▸ PARTS OF THE EXERCISE
**a)** Condense the paragraph of the blog post on grief that begins "today i cry for you; for the father" into a list of what it says the father will never do.
**b)** Write the next part of the blog post on grief, picking up after its final line.

Thursday, December 22, 2005

a solemn affair

to my dearest friend, nazreen.

your loss reminded you of mine, and in your pain and through your tears you asked how i did it. thing is, my dear, i never did it. i just continued stumbling and falling and picking myself up till i got to where i am. there really is nothing else we can do. life, goes on, even when its last breath is whiffed off a loved one.

your loss reminds me of mine. but no two losses are the same, it never is. with every loss comes fresh tears, new wounds, another consuming pain, wondering how you can ever go on. and then somehow, you just do.

today i cry for you; i mourn the loss of a father, a husband, a friend, a partner, a companion.

today i cry for you; for the father who will never see you graduate, who will never scold you for staying out past your curfew, who will never marry you off, who will never hold your child gently in his arms and teach that child to call him "grandpa".

today i cry for all that you've lost, that i myself lost so long ago.

(dated 23rd Mar. 04')

"sometimes when it's really late at night, i'll remember. like a sudden flashback; those you see in the movies.

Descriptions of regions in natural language
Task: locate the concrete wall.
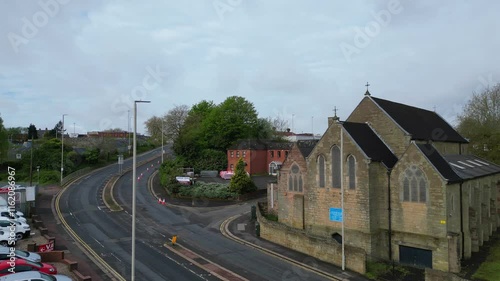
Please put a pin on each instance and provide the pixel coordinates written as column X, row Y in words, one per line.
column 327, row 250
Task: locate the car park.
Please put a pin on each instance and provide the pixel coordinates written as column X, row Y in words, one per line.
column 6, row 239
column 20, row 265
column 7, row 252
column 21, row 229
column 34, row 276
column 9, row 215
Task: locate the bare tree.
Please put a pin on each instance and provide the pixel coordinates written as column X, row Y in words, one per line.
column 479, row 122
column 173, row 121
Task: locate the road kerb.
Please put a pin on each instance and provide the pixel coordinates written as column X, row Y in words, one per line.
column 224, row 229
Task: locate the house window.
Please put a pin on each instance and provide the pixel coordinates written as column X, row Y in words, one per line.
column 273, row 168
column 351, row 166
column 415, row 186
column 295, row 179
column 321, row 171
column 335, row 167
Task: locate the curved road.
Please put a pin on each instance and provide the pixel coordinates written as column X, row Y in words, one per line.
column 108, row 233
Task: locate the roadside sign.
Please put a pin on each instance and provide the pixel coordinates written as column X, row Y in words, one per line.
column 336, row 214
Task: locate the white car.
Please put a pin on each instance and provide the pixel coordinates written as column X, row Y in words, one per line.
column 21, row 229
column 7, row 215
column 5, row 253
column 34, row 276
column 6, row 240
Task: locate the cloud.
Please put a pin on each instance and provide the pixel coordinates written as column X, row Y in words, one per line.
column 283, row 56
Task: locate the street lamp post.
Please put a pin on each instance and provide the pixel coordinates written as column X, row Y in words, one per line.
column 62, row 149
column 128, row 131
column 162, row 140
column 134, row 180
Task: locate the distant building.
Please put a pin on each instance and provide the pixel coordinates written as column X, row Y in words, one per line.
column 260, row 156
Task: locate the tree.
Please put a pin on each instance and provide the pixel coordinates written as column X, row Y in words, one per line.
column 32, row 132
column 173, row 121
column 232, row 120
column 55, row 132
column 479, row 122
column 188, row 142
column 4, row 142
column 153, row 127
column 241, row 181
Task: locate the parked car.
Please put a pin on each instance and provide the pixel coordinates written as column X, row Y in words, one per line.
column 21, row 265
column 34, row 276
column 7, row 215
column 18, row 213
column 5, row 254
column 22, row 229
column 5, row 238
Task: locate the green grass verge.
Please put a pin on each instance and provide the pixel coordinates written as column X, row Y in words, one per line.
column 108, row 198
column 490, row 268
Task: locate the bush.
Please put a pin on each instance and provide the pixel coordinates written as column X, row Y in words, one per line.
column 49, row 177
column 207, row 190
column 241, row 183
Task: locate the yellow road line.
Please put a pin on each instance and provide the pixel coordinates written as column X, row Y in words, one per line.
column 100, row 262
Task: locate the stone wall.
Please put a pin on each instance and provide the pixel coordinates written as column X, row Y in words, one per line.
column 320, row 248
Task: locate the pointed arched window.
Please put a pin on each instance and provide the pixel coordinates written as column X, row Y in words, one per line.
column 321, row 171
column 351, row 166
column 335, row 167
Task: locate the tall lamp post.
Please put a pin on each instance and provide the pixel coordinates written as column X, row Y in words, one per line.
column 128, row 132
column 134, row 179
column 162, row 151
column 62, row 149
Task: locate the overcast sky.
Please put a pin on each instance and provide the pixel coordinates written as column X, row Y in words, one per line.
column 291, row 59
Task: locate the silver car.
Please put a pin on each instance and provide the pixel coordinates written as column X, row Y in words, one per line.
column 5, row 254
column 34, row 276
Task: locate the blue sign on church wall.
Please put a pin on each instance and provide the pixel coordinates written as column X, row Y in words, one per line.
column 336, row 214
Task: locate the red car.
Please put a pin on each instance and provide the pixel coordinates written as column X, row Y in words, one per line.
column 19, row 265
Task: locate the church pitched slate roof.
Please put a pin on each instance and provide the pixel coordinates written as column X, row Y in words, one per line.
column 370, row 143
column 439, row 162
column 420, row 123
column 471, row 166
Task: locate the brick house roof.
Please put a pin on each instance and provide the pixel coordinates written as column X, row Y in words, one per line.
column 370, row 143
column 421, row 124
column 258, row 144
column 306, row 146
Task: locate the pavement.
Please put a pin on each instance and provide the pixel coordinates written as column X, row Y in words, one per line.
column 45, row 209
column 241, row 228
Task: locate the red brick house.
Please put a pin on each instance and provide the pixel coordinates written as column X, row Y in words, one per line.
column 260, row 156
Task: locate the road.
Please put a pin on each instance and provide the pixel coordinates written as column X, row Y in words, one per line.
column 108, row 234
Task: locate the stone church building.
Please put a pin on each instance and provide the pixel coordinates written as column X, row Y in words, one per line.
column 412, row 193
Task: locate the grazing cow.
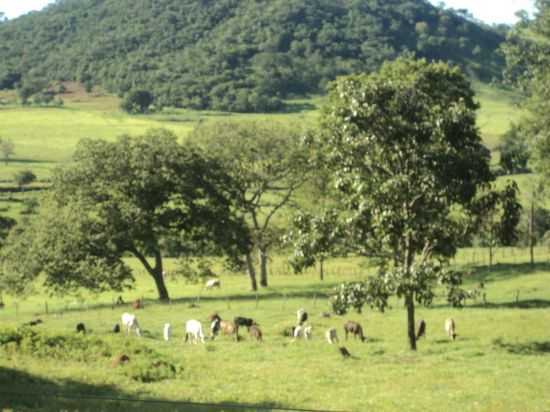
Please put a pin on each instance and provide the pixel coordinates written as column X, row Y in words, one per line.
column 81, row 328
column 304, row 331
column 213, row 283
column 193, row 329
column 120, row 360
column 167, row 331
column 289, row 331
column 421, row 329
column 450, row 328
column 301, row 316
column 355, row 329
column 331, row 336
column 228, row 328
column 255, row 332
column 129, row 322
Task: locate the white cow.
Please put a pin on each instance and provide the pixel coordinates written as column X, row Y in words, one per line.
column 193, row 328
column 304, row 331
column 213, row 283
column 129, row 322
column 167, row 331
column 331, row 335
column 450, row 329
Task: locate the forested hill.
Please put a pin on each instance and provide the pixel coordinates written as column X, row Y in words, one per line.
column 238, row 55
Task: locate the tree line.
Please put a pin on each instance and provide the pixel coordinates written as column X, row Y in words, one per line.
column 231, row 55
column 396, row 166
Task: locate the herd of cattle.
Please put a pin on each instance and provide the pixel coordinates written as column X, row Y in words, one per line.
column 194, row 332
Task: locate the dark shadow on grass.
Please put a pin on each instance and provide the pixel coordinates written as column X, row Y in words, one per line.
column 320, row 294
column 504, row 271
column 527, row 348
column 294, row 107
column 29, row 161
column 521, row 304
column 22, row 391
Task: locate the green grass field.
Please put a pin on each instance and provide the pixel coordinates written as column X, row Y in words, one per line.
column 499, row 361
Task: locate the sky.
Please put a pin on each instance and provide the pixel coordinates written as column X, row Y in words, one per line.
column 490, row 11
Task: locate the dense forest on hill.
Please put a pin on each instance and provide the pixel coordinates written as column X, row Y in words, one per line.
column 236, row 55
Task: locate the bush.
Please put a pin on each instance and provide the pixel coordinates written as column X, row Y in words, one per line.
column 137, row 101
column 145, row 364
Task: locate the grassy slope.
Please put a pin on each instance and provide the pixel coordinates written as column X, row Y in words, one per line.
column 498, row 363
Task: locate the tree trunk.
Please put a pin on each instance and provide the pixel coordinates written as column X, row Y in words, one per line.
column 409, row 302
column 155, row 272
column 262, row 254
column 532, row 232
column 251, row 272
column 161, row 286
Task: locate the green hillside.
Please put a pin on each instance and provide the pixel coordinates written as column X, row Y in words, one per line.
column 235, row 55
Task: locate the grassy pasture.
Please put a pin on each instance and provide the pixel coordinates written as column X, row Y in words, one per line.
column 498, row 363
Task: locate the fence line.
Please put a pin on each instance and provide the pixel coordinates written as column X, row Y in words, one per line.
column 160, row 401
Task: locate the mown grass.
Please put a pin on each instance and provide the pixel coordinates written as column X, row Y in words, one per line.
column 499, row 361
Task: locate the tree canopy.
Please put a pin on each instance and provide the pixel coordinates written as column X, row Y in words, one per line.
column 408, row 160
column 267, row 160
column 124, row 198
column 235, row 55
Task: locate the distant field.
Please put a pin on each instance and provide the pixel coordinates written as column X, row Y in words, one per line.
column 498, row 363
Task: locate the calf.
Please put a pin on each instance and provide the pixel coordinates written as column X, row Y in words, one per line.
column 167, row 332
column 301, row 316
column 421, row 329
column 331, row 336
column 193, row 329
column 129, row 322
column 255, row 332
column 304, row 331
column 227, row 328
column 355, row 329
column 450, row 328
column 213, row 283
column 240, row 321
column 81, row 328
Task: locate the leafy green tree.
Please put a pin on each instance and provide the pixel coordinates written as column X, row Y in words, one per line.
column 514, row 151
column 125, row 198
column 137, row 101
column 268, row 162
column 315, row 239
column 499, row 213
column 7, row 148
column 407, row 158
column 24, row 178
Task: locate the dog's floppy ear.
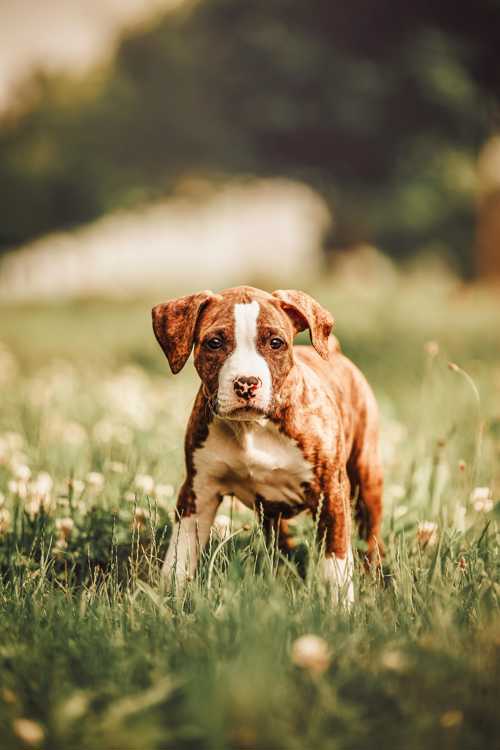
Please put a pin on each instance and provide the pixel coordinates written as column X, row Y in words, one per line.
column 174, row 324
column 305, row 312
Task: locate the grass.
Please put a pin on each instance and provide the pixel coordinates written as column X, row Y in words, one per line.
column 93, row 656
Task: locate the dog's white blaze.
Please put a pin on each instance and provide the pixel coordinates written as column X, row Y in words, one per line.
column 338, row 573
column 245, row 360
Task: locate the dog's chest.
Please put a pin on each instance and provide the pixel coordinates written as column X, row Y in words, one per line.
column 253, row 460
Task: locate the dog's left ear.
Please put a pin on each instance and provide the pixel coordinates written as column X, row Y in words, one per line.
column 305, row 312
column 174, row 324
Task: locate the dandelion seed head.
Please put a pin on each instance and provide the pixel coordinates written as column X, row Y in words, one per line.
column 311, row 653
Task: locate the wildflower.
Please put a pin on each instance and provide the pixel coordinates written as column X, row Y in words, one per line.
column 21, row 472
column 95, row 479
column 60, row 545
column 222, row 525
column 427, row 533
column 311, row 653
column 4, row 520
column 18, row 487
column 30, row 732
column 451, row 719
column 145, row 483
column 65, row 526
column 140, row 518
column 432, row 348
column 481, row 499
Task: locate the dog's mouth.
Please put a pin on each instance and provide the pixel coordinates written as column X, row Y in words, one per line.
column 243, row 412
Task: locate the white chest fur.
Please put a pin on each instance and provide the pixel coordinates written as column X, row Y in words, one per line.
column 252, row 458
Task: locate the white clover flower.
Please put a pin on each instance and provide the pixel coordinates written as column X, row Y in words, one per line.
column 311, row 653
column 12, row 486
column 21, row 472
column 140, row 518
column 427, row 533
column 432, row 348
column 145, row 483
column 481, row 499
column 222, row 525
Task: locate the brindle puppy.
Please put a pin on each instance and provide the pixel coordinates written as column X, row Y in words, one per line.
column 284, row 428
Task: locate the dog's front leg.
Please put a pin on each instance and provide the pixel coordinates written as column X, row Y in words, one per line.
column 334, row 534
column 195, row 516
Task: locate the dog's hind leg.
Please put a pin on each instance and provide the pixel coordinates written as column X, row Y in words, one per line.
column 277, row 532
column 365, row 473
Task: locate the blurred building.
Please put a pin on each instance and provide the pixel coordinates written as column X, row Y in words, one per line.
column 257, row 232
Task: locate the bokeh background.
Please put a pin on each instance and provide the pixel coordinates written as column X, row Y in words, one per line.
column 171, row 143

▸ ANSWERS TO THE EXERCISE
**a)**
- See you graduate
- Scold you for staying out past your curfew
- Marry you off
- Hold your child gently in his arms
- Teach that child to call him "grandpa"

**b)**
first it'll be him on the hospital bed. me in the visitor's lounge watching TV. then he's back home & all seems fine & dandy. then months later he feels some pain & we all took a cab down to NUH. he walks & talks & IS JUST very well. very alive. but he is admitted to that emergency room. not a a small clinic thing or cubicle or meet a doctor & talk & stuff. no he goes to the emergency room. he WALKS in. walks in as you would walk to the toilet or to a room or a supermarket. he lies there as the doctors work on him. he is alive, his eyes are open. he talks. smiles a little, a tiny wave. then the door closes. my mum & me went to eat some dinner. when we came back, the nurses were frantic. they were looking for my mum & they immediately bustled my mum into that stupid emergency room.

he is screaming. i heard him. he was screaming. i don't know if it was pain or fear but he was screaming. i never heard him scream before. he was always strong, always silent & just there. strong. he screamed for my mum. it was real. my mum went in. in a while she comes out. then she goes in again to take his clothes that has been cut off him. they were blood- soaked. he had vomitted blood. real blood. and this blood is choking him & he can't breathe. my mum faints & she is put in a wheelchair. i see my world, i see my family, falling apart right before my eyes. it was like a typhoon sweeping up each & every last bits of my family. the doctor says they need to operate on him. he has lost consciousness. he's in a coma. only minutes, maybe an hour ago, he was WALKING. & TALKING. i should have slapped the doctor. killed him. pounced on his back & grabbed his hair so he would know how i felt. but no. i obeyed my mum & called up my relatives & stepsiblings. informed them.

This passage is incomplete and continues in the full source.